▸ THE PROBLEM
Find the line holding "x=103 y=147" in the entries below. Give it again exactly, along with every line after it up to and including the line holding "x=159 y=124".

▸ INPUT DATA
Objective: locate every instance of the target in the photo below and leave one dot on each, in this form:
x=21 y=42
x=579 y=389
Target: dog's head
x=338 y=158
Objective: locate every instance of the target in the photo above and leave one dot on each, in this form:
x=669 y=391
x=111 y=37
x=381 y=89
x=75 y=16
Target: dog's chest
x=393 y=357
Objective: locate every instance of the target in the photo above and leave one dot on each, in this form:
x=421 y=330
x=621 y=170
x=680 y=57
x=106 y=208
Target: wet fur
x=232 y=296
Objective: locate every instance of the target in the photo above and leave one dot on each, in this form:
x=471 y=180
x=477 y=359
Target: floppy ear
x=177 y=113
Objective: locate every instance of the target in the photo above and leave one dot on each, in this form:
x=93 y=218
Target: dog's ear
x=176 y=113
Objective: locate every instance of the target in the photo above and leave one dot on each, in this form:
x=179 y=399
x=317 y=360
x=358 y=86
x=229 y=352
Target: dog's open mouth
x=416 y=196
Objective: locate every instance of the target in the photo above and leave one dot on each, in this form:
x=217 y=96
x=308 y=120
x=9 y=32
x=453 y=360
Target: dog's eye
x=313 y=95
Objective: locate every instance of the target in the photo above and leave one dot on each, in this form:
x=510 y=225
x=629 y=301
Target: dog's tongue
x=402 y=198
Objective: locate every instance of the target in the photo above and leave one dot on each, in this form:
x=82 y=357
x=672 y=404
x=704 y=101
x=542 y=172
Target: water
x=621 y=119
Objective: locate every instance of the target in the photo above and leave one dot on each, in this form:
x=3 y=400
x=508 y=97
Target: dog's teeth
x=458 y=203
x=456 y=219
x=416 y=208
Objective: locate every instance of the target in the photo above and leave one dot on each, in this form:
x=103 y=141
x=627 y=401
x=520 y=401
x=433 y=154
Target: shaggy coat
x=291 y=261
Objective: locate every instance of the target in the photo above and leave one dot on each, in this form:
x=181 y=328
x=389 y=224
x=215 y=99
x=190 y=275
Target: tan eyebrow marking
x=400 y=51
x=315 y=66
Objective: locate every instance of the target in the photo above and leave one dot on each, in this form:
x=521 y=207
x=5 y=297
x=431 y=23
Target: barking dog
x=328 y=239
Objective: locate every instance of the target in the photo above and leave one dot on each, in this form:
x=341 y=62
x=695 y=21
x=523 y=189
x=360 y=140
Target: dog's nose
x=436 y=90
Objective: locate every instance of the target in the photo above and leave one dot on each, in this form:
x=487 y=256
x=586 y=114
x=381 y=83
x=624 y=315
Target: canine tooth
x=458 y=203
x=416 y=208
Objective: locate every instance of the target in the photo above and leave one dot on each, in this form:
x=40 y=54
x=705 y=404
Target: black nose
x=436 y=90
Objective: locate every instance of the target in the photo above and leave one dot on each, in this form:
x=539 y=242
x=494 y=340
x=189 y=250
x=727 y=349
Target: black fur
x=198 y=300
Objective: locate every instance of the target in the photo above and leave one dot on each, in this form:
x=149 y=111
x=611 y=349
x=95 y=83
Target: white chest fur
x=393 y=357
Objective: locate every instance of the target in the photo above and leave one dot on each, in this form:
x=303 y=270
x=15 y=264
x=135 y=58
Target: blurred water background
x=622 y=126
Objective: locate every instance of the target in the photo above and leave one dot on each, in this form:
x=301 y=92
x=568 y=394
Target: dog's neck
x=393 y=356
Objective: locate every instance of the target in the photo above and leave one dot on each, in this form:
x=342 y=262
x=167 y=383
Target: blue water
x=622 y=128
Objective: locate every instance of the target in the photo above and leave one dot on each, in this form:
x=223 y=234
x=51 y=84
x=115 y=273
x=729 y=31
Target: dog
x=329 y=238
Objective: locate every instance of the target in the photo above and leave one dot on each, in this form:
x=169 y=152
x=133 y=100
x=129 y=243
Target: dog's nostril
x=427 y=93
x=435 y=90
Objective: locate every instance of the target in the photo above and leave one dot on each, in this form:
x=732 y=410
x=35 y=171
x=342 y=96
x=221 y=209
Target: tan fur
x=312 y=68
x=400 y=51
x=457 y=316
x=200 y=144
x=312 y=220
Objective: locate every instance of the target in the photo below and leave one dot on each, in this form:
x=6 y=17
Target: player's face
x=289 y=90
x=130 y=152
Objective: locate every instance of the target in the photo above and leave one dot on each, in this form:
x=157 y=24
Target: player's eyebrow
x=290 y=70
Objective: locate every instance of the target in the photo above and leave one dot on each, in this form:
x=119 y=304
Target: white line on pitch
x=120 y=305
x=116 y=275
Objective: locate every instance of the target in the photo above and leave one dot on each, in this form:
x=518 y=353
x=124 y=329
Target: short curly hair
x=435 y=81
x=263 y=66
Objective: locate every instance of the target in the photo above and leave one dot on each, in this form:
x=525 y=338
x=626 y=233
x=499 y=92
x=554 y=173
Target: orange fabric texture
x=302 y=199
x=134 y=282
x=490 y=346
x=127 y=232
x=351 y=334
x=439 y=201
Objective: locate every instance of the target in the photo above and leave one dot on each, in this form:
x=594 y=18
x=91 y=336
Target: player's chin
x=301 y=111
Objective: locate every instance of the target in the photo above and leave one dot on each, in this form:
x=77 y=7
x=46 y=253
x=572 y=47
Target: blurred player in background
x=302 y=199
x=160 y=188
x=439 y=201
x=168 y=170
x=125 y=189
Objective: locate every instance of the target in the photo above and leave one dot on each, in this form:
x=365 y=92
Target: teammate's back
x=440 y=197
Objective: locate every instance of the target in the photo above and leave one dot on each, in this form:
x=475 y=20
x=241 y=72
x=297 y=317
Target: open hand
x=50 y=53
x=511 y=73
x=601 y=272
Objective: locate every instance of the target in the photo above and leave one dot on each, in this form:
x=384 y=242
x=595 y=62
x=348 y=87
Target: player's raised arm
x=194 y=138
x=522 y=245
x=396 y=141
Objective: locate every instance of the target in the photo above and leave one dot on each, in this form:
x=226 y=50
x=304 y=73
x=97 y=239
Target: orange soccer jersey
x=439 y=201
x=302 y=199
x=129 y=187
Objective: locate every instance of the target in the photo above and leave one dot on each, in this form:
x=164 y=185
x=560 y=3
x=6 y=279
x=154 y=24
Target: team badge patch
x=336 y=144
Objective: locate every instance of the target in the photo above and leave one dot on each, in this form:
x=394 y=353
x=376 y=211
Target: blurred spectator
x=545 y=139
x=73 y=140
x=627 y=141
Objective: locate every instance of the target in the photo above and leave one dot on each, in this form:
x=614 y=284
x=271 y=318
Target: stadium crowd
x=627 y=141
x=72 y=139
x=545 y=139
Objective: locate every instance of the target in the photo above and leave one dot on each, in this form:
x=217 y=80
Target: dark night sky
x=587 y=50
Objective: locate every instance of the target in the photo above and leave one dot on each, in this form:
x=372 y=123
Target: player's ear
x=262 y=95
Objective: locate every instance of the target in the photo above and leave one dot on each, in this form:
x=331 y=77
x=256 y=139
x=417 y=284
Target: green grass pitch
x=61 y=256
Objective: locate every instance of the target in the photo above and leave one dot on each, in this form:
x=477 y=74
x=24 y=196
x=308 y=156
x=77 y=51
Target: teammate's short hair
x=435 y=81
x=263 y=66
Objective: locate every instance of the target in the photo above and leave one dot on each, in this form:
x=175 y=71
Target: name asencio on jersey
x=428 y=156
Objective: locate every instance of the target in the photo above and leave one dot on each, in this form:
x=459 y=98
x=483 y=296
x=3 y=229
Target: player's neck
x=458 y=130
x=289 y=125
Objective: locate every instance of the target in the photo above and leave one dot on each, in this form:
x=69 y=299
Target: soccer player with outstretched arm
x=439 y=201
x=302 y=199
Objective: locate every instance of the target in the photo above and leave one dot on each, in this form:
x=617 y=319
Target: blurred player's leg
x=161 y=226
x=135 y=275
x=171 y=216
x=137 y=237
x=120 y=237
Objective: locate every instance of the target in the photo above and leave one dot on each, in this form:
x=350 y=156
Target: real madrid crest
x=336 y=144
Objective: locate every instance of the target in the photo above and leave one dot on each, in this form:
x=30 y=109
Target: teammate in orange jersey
==
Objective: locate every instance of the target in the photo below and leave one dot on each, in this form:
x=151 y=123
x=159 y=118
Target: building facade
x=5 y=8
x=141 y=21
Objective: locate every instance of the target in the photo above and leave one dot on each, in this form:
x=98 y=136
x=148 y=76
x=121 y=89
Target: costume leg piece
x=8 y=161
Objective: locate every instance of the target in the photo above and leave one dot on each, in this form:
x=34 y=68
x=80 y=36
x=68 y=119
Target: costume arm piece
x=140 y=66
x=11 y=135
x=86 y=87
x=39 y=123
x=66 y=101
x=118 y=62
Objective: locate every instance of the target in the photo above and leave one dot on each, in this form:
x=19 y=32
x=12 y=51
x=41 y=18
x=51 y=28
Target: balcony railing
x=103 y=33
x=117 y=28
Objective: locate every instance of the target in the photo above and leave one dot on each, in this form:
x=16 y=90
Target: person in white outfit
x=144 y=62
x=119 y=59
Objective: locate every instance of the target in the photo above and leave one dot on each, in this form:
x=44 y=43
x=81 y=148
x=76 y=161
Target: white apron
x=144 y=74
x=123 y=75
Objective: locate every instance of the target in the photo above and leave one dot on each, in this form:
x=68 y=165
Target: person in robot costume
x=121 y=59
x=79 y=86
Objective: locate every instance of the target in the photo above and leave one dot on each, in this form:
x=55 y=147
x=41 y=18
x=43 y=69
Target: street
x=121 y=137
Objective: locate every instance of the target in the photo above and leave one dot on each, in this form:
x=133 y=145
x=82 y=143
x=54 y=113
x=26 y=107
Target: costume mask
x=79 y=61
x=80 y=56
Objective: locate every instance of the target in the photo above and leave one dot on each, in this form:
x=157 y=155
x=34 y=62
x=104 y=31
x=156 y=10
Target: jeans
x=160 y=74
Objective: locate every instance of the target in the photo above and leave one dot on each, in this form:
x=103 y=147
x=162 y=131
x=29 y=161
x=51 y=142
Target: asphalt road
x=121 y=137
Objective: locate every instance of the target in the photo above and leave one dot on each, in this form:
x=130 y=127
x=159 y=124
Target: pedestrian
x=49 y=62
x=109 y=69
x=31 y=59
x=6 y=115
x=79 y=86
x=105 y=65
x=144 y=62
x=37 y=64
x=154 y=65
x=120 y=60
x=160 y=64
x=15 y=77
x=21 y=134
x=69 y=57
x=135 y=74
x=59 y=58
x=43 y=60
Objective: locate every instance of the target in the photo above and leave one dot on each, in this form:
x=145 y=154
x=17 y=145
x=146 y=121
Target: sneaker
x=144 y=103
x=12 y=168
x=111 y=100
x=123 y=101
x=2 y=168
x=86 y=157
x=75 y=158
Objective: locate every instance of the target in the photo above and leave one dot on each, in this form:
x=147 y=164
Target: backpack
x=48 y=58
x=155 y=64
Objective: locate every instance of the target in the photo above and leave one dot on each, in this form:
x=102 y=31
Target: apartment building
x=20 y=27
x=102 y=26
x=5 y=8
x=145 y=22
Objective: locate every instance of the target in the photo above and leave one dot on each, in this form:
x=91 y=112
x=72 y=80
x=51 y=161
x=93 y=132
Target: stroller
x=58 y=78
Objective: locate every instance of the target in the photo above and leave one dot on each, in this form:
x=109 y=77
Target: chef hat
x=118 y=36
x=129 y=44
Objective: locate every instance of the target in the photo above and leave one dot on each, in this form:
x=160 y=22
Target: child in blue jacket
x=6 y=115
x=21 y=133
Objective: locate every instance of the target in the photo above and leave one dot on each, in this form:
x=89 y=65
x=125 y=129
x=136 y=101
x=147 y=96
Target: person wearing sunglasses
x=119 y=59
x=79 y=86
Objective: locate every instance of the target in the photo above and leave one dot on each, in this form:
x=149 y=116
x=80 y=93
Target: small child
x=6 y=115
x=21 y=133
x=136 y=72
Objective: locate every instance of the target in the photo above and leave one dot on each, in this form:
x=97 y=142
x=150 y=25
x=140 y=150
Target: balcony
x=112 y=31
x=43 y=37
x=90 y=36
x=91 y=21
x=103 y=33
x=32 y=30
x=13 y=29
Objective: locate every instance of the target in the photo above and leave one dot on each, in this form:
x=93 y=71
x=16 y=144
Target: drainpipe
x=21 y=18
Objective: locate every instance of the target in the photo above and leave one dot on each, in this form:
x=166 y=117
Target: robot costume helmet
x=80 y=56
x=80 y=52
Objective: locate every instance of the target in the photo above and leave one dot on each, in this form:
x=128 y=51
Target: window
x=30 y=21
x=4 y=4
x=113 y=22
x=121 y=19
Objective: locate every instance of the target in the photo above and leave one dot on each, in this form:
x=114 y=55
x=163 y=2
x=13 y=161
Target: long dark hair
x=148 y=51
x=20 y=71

▸ RESPONSE TO THIS EXERCISE
x=103 y=147
x=162 y=131
x=29 y=161
x=51 y=142
Target: asphalt road
x=121 y=137
Objective: locate every instance of the target in the photo above and leave one dot on each, in this form:
x=130 y=127
x=159 y=124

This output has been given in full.